* **Passage provided**:
────
Here’s some expert advice to help you and your kids cope with the seemingly unending string of catastrophes, from our friends at HealthDay.
“We’re just inundated,” said Dr. Alan Manevitz, a clinical psychiatrist at Lenox Hill Hospital in New York City, who worked with survivors of the 9/11 terrorist attacks and Hurricane Katrina in 2005. Even with a tragedy occurring thousands of miles away, he said, “because of 24-hour media coverage you can feel threatened . . . feel that the wolf is at the door.”
The list of recent tragedies seems relentless:
- Mass killings in Dallas, Orlando, Brussels, Istanbul and Paris, to name a few.
- Police shootings across the United States.
- Babies born with abnormally small heads and brains because of a mosquito-borne virus.
Manevitz said it’s normal to feel sadness, confusion or anger in the face of catastrophes. “Anyone can feel a sense of helplessness that the world is a dark and dangerous place,” he said.
But because today’s 24/7 news cycle can trigger what he calls “acute stress reactions,” Manevitz said adults need to put these events in perspective.
How? By distinguishing between the possibility of something occurring and the actual probability.
Zika virus, he said, was a concern for anyone attending the Olympics this summer in Brazil. But in reality, what are the odds of a Zika-carrying mosquito infecting someone in New York City or Chicago or Seattle?
────
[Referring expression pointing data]
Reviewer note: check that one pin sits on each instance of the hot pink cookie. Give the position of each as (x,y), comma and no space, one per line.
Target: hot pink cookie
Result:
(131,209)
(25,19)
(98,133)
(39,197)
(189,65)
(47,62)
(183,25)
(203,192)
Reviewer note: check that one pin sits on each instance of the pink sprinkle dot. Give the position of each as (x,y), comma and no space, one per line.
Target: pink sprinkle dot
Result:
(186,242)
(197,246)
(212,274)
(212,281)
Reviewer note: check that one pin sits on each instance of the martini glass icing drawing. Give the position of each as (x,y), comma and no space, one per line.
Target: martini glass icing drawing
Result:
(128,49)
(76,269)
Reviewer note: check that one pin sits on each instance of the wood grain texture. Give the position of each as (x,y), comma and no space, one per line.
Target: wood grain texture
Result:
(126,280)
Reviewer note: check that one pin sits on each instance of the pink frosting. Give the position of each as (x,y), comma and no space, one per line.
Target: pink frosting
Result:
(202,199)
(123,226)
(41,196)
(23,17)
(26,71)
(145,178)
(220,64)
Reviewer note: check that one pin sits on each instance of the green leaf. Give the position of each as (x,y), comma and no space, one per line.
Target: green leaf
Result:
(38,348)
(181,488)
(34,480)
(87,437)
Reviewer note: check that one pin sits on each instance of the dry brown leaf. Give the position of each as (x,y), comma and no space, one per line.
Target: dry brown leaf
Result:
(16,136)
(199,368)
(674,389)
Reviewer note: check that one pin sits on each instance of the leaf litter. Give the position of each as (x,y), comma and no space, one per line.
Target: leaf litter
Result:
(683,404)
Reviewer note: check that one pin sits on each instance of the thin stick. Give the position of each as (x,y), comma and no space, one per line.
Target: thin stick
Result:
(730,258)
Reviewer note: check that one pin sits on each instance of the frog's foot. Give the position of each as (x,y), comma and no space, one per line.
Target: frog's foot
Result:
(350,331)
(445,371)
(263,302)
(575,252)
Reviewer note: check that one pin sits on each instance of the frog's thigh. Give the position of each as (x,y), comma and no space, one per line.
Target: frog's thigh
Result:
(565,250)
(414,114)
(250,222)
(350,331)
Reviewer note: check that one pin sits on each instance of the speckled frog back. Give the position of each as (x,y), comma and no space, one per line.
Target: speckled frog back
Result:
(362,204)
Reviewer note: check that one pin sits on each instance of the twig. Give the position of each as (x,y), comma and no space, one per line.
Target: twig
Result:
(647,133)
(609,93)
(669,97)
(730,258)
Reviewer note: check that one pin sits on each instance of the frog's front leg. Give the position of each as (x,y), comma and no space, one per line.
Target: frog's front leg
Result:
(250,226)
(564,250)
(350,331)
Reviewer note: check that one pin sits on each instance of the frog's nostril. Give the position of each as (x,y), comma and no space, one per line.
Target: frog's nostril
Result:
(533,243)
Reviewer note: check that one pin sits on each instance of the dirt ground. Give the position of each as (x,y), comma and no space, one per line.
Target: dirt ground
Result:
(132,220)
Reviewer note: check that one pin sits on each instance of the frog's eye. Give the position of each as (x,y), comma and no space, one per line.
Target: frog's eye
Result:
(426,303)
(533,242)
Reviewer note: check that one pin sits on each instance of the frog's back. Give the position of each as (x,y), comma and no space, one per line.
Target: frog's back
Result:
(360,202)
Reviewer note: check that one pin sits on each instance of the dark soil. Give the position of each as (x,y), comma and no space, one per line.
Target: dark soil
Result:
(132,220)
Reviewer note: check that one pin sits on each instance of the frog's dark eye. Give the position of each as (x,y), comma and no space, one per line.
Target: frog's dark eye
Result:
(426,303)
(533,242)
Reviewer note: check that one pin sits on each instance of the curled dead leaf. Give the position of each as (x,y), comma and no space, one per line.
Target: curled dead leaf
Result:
────
Pick up the passage on coping with a string of tragedies after its last sentence and keep it going. The items have nothing to do with what comes next.

* **Answer to the exercise**:
Some people cope with unsettling news by shutting themselves off from the media. For others, getting as much information as they can helps them put the odds of a threat in context, said Manevitz.
“But people with a susceptibility to PTSD (post-traumatic stress disorder), anxiety or depression may have a more amplified reaction,” he said.
For young children, he recommends restricting media coverage. Kids 7 and younger don’t understand what they’re seeing and can become anxious or sleepless, Manevitz said.
For older kids, “it’s best to be involved with what they see so you can explain what’s happening and put disasters in context,” he explained. “Tell them, ‘We have police and firemen to keep us safe.’ ”
Also, share your feelings with children, tell them the truth and reassure them, he added.
As difficult as these topics may be to discuss, parents shouldn’t avoid them, says the American Psychological Association.
“Children often learn or know when something sad or scary happens. If adults don’t talk to them about it, a child may overestimate what is wrong or misunderstand adults’ silence,” according to the association.
Sharing troubling news can also have long-term benefits. “When parents tackle difficult conversations, they let their children know that they are available and supportive,” the psychologists’ group notes.
Manevitz added that parents must keep their own emotions in check. “Parents are role models of coping skills for their children,” he pointed out.
He offers other coping mechanisms for parents to share with their children. For instance, you and your child can write a letter to a victims’ organization or make a donation to a relief agency. Also, discuss your own family disaster plan — what to do if a lockdown occurs at school, for instance.
For young and old, it’s important that you “don’t allow the small possibility of something happening impact your life,” Manevitz stressed.
The U.S. Department of Homeland Security offers this advice to parents of children:
- You are their biggest influence. When you can manage your own feelings, you can make disasters less traumatic for your kids.
- Encourage dialogue. Listen to your kids. Ask them about their feelings. Validate their concerns.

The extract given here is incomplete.